=== Passage to read ===
========
On the linguistic side, research into the primitives and the constituent
structure of lexical meaning represents a long and richly diverse tradition of
studies, but typically without much dialogue with psychological research
into the representation of concepts. Most analyses decompose the content of
lexical words into representations differing in the primitives and in the type
of structure envisaged (cf. Pinker 1989, Jackendoff 1990, Pustejovsky 1995,
among many others). Some approaches distinguish separate structural
representations in the meaning of a lexical item, like Jackendoff’s
(2002:334-339) Conceptual Structure and Spatial Structure, or Lieber’s
(2004) encyclopaedic ‘Body’ and semantically regimented ‘Skeleton’ (with
function-argument structure). In contrast, Levin and Rappaport Hovav
2
(1995, 2005) envisage a single representation, expressing the argument- and
event structure of a verb by means of primitive predicates (like BECOME) and
constants/roots (like BREAK), forming a lexical semantic template:
(1)
noncausative break:
[ y BECOME BROKEN ]
Finally, among the approaches that decompose lexical meaning into a
grammatical structure, a family of analyses explicitly take this structure to be
generated accorded to the same principles that underlie sentence construction
(Hale and Keyser 1993, 2002, Arad 2005, Halle and Marantz 1993, Embick
and Marantz 2008, Borer 2005a,b, Ramchand 2008). We will focus on
analyses of this type, questioning the way they deal with non-structural,
idiosyncratic aspects of lexical meaning that are essential to a word’s
conceptual content but apparently lack any grammatical relevance.
========
=== Brief 1 ===
Rewrite the rows below with "Locations" replaced by "Coordinates" and everything else left the same. Omit the pictures from your answer.
========
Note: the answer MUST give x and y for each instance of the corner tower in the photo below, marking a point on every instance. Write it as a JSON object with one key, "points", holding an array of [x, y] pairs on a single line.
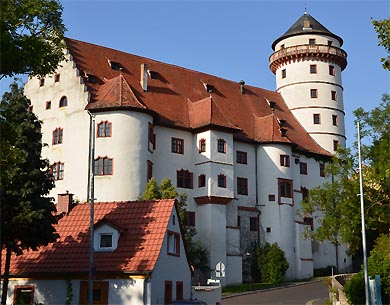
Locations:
{"points": [[308, 61]]}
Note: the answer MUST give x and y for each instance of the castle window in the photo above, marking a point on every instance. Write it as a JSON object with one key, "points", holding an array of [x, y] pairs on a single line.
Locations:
{"points": [[336, 145], [316, 118], [149, 170], [253, 224], [103, 166], [242, 186], [322, 170], [285, 160], [202, 180], [173, 243], [63, 102], [221, 146], [184, 179], [202, 145], [335, 120], [222, 181], [190, 219], [104, 129], [333, 95], [331, 70], [57, 136], [303, 168], [285, 188], [57, 170], [177, 146], [241, 157]]}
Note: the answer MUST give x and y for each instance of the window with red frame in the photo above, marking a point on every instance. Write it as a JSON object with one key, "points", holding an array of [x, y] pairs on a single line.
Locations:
{"points": [[104, 129], [57, 136], [103, 166]]}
========
=== Brief 2 ===
Translate this sentence from the passage on lexical meaning into Spanish: "Most analyses decompose the content of lexical words into representations differing in the primitives and in the type of structure envisaged (cf. Pinker 1989, Jackendoff 1990, Pustejovsky 1995, among many others)."

=== Right answer 1 ===
Note: the answer MUST give x and y for each instance of the corner tower in the photo below, marking a point on every instance. Write it as a JSON object with one key, "points", holding an array of [x, y] pairs on a single line.
Coordinates:
{"points": [[308, 61]]}
Note: the answer MUST give x and y for each instance of the castle window in the photo above, marking a point on every instance. Write it as a JSON object with one key, "points", holding an array of [x, y] pairs on a single line.
Coordinates:
{"points": [[336, 145], [316, 118], [149, 170], [253, 224], [103, 166], [242, 186], [322, 170], [285, 160], [202, 180], [173, 243], [63, 102], [221, 146], [184, 179], [202, 145], [335, 120], [222, 181], [190, 219], [104, 129], [333, 95], [331, 70], [57, 136], [303, 168], [285, 188], [57, 170], [177, 146], [241, 157]]}
Note: the answer MUST give x and y for each instance of the window with red frame in the photo above, marking a point on every instance. Write it as a JSON object with one key, "points", holding an array of [x, y] pairs on a single line.
Coordinates:
{"points": [[104, 129], [57, 136], [103, 166]]}

=== Right answer 2 ===
La mayoría de los análisis descomponen el contenido de las palabras léxicas en representaciones que difieren en los primitivos y en el tipo de estructura que se plantea (cf. Pinker 1989, Jackendoff 1990, Pustejovsky 1995, entre muchos otros).